■ Task prompt:
Restate the data below word for word. Skip any images it contains.

┄┄┄┄┄┄

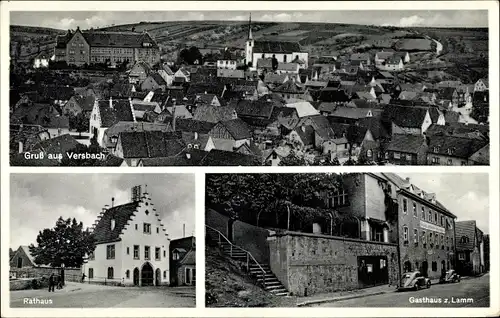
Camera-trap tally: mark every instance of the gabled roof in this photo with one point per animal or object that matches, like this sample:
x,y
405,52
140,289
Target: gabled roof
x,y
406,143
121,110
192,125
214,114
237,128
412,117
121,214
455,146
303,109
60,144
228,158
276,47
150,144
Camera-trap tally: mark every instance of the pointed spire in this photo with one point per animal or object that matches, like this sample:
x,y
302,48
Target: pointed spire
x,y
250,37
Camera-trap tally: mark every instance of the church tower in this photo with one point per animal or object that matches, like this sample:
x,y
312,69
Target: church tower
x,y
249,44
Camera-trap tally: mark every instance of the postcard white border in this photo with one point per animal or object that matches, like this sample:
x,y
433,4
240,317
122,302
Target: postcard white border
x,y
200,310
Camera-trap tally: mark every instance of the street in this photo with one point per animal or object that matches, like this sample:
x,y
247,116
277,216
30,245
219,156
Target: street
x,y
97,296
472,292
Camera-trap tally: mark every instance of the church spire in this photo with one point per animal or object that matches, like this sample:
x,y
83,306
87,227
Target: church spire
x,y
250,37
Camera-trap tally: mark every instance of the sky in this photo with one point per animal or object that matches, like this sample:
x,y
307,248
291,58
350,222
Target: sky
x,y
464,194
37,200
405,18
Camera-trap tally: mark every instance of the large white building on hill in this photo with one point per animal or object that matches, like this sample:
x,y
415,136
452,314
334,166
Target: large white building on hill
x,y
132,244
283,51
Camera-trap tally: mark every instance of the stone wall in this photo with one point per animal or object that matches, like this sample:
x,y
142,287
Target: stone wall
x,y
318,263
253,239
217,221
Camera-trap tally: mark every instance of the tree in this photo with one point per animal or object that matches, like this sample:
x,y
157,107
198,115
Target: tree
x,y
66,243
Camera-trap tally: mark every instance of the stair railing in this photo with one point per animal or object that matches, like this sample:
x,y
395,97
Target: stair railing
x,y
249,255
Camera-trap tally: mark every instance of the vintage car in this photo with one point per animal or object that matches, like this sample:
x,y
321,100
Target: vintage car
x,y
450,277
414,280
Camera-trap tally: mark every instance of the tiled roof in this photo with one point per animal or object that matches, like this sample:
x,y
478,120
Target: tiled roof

┄┄┄┄┄┄

■ Final result:
Camera-trap tally: mark every instance of the gabled roof in this photo with one point per animal or object that matches, like this sample:
x,y
405,52
140,289
Target: gabled roof
x,y
406,143
121,110
192,125
214,114
237,128
412,117
121,214
455,146
303,109
60,144
228,158
276,47
150,144
Camera-trap tally: mark every instance of the pointed spire in this photo with one point per animal or object that matches, like this sample:
x,y
302,48
Target: pointed spire
x,y
250,37
Camera-trap tally: mark every instance of the church tower in this photo with one point per animal or object that matches, like this sample:
x,y
312,69
Target: church tower
x,y
249,44
Camera-trap tally: mark every instance of the postcard white border in this photo with one point per animal or object that matches, like this sample:
x,y
433,4
240,317
122,302
Target: postcard white border
x,y
200,310
Camera-trap tally: mark every instance of the street in this photo with one point per animal or object that matches, like this sample:
x,y
247,116
277,216
30,245
219,156
Target: street
x,y
97,296
472,292
Camera-trap tally: mark every instance of the church spire in this photo with one point per animal or object that matches, like this sample:
x,y
83,306
87,227
Target: church spire
x,y
250,37
Camera-trap tally: mark every instance of the sky in this photo with one point per animal or object that matches, like this sample:
x,y
307,248
291,58
350,222
Target: sky
x,y
464,194
37,200
405,18
Camera-trap tally: mark every instance of the large white building on hill in this photo with one point per animal or object that matches, like this sample:
x,y
415,136
452,314
334,166
Target: large white building on hill
x,y
132,244
283,51
Camera-trap tally: mark every instance of the stone wall in this photo with one point per animal or object that matches, like this sample:
x,y
142,287
Target: stone wall
x,y
318,263
253,239
217,221
Camera-trap tally: mark every instance of the tree in this photo with one point per animal or object that matches, like this sample:
x,y
157,107
198,115
Target: tree
x,y
66,243
Camera-trap tally: mark every instance of the stair railing in this photo with one point per animal or object that matches, like this sample:
x,y
395,97
Target: stair railing
x,y
249,255
Camera-trap tally: mark every instance of the vintage car in this photo with one point per animal or object that matches, like this sample:
x,y
321,100
Target: vintage car
x,y
450,277
414,280
Camera-trap tally: mark every instance of the tiled roof in this photo with one point per animal or object that matches, like this sample:
x,y
478,120
Target: tiled roof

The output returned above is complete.